Once the line with "each pale yellow" is found in the data, output it and each following line exactly, up to and including the line with "2. For full credit, report the bounding box of each slender", and nothing before or after.

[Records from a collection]
◆ ◆ ◆

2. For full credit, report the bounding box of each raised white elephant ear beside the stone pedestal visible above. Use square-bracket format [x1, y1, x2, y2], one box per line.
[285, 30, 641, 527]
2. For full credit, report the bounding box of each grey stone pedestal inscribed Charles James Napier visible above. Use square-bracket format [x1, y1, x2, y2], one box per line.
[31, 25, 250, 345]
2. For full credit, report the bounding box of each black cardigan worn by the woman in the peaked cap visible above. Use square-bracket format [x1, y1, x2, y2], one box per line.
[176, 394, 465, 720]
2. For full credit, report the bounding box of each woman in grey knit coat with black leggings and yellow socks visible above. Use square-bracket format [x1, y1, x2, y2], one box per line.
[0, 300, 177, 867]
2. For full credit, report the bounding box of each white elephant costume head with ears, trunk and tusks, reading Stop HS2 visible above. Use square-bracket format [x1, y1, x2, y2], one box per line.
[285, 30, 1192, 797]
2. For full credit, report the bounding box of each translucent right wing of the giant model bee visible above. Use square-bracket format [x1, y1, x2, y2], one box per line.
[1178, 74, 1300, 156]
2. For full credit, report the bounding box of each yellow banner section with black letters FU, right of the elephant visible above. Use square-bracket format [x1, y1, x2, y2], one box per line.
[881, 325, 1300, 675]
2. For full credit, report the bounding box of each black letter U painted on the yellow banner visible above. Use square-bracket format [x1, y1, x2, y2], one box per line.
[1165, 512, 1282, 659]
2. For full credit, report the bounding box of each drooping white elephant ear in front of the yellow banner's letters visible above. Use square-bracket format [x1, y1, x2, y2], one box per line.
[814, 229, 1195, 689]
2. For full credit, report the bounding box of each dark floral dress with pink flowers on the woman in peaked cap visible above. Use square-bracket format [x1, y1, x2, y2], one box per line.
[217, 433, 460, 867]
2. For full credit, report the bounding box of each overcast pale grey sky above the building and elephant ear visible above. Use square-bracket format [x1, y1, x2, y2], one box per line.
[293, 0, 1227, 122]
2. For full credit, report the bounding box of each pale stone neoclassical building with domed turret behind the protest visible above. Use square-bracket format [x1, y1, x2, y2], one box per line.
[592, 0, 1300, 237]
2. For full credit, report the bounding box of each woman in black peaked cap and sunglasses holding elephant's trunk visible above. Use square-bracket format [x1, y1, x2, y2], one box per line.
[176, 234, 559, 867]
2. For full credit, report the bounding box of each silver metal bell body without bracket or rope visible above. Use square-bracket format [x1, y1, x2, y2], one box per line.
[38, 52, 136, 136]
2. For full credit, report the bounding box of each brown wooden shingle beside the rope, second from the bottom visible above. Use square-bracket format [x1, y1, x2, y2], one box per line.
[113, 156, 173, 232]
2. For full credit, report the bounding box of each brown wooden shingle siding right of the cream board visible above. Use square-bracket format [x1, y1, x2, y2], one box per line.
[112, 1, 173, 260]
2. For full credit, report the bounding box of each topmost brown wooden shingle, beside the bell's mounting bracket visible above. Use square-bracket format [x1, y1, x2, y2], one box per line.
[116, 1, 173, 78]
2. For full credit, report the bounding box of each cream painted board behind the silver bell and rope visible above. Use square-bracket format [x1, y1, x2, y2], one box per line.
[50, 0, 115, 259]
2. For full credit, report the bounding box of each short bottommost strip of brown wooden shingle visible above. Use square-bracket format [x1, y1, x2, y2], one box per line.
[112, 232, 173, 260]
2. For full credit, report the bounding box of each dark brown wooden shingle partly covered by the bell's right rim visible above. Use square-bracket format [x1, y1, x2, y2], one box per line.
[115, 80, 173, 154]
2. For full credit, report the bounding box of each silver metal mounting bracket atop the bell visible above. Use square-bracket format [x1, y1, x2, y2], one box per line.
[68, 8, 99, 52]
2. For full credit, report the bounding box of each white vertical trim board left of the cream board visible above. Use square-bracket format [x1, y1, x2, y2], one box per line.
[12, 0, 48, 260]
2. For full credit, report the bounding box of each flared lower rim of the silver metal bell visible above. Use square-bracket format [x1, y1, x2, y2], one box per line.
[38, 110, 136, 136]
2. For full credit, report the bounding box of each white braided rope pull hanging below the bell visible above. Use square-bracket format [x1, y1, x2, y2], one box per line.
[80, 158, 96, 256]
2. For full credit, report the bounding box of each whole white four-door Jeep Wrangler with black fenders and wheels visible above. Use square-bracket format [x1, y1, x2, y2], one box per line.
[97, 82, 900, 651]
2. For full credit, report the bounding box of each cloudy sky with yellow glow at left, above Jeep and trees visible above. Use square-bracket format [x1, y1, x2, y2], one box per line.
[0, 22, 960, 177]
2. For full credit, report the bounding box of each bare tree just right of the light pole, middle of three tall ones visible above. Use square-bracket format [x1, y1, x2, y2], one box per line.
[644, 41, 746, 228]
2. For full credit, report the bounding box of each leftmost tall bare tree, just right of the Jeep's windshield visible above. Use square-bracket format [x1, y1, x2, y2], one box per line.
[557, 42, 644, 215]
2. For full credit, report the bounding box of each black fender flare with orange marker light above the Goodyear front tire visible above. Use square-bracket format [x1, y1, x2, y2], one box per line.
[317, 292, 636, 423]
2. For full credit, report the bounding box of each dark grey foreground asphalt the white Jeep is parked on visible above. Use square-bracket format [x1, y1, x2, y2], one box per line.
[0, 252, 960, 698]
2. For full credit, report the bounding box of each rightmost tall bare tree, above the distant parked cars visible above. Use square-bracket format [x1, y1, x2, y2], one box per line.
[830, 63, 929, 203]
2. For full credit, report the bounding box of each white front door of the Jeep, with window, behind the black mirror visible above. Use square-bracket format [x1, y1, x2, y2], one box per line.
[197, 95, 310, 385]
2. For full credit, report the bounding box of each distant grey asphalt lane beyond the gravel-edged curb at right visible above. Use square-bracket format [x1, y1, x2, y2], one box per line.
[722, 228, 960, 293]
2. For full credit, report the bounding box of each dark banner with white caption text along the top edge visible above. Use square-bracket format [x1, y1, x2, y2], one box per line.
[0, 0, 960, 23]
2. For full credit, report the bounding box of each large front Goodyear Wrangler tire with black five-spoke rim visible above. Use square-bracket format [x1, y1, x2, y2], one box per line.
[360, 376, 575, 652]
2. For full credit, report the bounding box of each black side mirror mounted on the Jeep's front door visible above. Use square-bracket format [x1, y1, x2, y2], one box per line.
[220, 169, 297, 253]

◆ ◆ ◆

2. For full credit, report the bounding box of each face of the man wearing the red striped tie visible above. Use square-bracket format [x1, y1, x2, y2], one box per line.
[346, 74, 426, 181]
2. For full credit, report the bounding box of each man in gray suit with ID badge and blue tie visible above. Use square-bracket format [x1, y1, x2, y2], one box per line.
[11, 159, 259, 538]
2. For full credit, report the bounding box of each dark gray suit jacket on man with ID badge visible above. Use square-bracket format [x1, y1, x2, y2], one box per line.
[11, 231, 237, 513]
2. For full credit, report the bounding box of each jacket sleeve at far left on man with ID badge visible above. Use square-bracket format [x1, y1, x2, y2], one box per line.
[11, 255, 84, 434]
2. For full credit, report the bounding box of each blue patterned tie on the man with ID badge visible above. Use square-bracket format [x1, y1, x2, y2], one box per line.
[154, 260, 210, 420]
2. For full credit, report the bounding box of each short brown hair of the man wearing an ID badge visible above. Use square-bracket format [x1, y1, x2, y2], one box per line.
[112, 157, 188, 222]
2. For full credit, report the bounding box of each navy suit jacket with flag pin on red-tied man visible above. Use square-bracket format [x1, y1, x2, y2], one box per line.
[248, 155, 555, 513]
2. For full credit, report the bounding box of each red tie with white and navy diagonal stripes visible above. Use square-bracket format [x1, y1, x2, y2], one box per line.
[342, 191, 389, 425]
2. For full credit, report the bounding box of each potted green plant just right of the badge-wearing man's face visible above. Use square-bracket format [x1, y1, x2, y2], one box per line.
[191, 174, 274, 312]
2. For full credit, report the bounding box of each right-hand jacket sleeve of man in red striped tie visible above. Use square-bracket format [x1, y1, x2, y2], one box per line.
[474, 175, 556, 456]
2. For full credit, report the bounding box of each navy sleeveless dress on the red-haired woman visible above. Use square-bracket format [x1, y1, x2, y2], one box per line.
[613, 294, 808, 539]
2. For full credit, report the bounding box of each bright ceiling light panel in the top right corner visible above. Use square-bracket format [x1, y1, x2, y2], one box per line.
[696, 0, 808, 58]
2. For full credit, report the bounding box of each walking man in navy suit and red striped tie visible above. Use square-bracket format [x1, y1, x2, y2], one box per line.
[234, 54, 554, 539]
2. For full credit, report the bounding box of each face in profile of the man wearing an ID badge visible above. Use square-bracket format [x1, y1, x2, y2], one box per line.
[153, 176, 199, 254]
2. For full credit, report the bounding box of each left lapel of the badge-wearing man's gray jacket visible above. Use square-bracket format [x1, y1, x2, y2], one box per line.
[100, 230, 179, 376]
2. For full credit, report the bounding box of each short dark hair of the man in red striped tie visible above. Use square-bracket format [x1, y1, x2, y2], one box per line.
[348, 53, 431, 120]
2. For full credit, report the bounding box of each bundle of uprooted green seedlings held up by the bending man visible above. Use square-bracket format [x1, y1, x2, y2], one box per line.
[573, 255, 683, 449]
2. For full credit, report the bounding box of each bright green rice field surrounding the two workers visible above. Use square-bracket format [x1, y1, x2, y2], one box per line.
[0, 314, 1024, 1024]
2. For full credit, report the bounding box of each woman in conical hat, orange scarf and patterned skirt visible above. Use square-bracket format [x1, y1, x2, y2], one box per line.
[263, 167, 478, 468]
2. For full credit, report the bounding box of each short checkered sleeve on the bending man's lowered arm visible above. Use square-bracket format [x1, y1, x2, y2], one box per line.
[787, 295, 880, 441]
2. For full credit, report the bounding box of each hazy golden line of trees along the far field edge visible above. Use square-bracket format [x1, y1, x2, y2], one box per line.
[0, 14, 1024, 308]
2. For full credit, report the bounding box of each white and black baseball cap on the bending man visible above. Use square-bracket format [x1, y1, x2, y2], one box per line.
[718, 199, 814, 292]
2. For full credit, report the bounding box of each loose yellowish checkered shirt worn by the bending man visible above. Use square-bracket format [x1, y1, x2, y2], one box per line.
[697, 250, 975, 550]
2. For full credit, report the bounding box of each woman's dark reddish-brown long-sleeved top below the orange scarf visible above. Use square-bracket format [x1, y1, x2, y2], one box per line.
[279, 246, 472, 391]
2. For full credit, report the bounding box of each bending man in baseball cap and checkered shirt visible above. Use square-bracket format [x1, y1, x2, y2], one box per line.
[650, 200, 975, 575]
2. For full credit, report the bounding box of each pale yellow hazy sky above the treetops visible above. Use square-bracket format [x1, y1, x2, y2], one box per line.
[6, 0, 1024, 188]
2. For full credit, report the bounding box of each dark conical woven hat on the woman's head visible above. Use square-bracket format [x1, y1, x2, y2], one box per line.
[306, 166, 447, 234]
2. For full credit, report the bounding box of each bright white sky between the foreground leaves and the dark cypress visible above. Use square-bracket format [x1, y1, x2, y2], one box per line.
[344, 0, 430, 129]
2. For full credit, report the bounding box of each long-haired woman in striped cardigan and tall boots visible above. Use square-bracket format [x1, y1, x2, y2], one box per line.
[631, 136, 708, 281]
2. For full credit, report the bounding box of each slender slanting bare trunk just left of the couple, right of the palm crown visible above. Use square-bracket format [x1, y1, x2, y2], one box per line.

◆ ◆ ◆

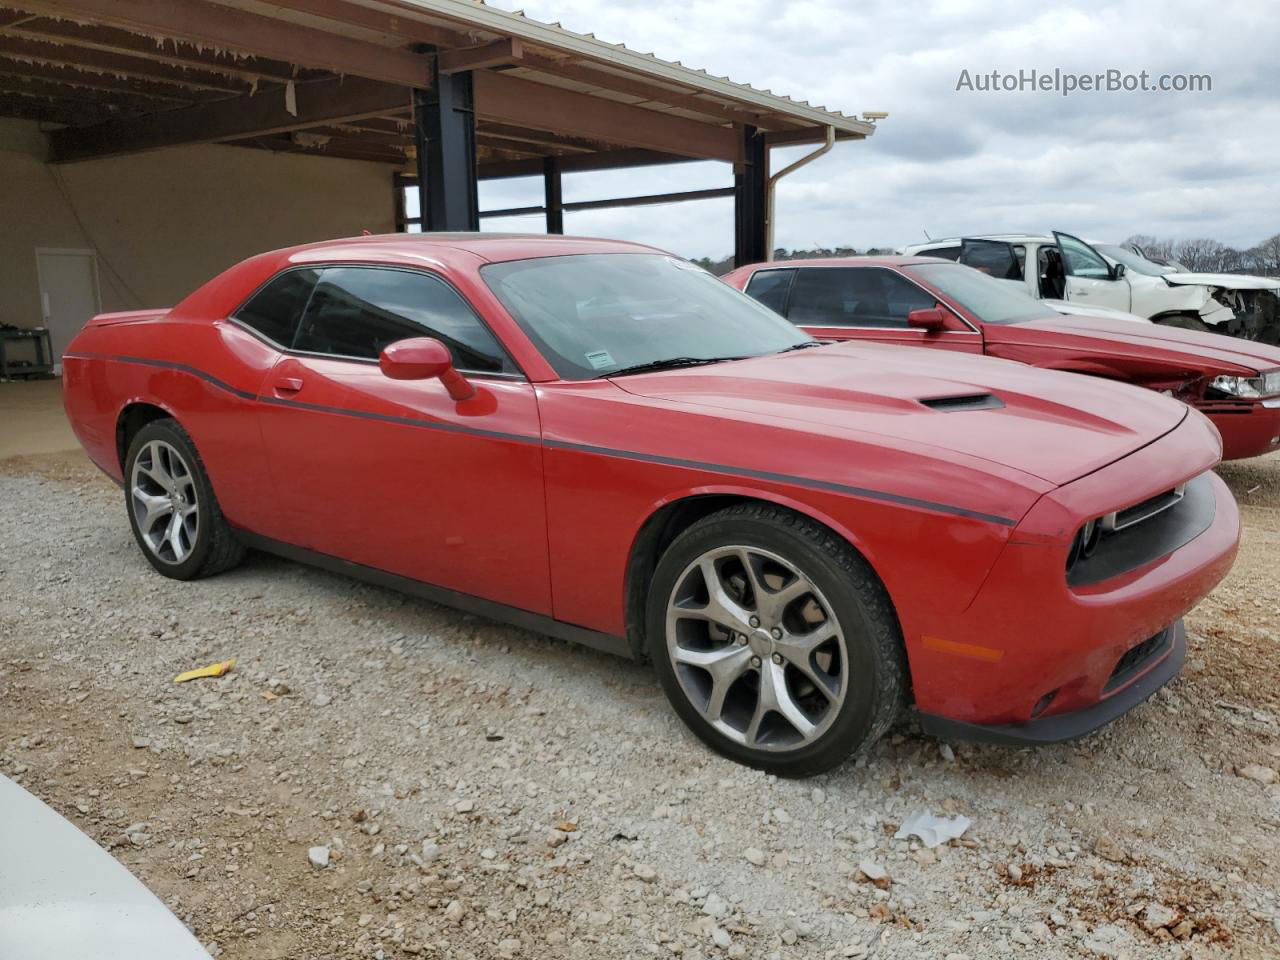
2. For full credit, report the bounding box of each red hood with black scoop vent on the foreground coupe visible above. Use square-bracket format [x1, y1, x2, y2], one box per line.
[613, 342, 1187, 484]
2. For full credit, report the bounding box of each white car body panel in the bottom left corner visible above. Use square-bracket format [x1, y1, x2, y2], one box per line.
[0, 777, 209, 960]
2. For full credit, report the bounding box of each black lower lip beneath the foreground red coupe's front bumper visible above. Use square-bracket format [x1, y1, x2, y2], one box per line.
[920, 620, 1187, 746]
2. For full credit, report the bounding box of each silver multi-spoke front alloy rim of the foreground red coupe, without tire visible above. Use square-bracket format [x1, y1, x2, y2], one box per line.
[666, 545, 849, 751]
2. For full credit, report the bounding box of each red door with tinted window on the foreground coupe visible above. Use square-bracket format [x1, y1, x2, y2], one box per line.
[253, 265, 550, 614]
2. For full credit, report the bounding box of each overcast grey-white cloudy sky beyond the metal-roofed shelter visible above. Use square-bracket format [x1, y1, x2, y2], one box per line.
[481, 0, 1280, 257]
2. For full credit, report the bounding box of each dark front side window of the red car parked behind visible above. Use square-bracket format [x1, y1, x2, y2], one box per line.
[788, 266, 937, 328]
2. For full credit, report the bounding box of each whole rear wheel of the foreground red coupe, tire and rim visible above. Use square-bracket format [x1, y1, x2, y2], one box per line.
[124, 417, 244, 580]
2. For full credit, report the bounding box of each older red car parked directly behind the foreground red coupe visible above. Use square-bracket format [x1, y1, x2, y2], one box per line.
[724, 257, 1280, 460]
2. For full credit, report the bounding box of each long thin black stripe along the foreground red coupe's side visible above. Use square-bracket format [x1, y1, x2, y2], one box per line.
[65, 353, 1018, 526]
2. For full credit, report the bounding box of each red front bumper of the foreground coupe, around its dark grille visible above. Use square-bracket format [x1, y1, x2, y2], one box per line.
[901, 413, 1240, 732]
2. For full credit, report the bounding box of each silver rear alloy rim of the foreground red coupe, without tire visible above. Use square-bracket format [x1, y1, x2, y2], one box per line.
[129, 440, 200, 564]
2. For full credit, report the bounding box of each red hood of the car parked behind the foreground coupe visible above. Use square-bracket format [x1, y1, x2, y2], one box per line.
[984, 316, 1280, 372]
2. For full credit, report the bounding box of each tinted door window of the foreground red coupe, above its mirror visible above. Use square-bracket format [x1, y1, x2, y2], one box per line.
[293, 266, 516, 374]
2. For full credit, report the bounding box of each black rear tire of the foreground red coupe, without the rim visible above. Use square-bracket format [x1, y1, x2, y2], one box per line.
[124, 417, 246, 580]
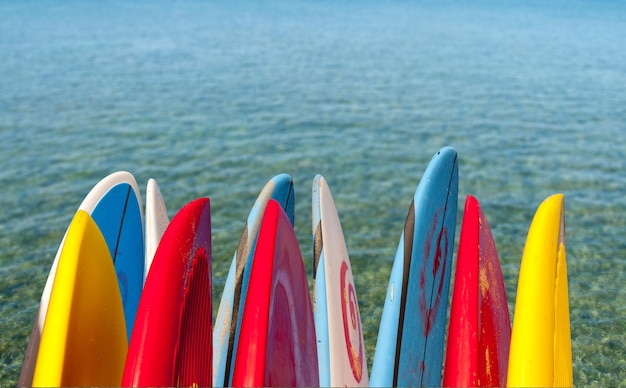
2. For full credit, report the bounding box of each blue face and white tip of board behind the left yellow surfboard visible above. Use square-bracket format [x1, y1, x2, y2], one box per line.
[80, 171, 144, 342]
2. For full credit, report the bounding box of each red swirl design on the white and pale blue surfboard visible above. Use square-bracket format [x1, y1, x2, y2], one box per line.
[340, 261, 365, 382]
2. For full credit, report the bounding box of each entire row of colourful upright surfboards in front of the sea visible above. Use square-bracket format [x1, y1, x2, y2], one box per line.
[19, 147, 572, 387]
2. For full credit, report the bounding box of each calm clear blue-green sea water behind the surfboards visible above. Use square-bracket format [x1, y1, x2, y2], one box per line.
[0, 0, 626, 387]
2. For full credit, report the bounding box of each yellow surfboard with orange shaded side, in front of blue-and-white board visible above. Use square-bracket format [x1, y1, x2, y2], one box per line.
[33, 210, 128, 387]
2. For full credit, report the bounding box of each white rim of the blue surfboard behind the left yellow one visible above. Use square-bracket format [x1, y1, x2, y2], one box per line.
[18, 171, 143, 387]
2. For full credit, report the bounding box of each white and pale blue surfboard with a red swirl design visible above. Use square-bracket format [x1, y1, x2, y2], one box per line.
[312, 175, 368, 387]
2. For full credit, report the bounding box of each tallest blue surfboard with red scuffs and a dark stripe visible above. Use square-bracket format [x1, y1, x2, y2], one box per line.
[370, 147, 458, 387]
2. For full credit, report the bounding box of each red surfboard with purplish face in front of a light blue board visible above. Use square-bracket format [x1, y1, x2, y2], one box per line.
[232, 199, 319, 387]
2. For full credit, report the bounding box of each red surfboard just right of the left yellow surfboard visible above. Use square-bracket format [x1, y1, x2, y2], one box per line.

◆ ◆ ◆

-- Completed task --
2. For full credit, report the bounding box of each pale yellow hazy sky above the treetops visible above. Use square-bracket format [x1, y1, x2, y2], one box per line.
[6, 0, 1024, 188]
2. For full credit, report the bounding box of each dark conical woven hat on the woman's head visible above. Use square-bracket format [x1, y1, x2, y2], one box per line.
[306, 166, 447, 234]
2. For full credit, report the bounding box of each bright white sky between the foreground leaves and the dark cypress visible above. Use square-bracket format [x1, y1, x2, y2], one box per line.
[344, 0, 430, 129]
2. For full credit, report the bounding box of each long-haired woman in striped cardigan and tall boots visible above. Use square-bracket format [x1, y1, x2, y2], one box per line.
[631, 136, 708, 281]
2. For full credit, report the bounding box of each slender slanting bare trunk just left of the couple, right of the palm crown visible above. Use square-bracket format [x1, y1, x2, y2], one box per line.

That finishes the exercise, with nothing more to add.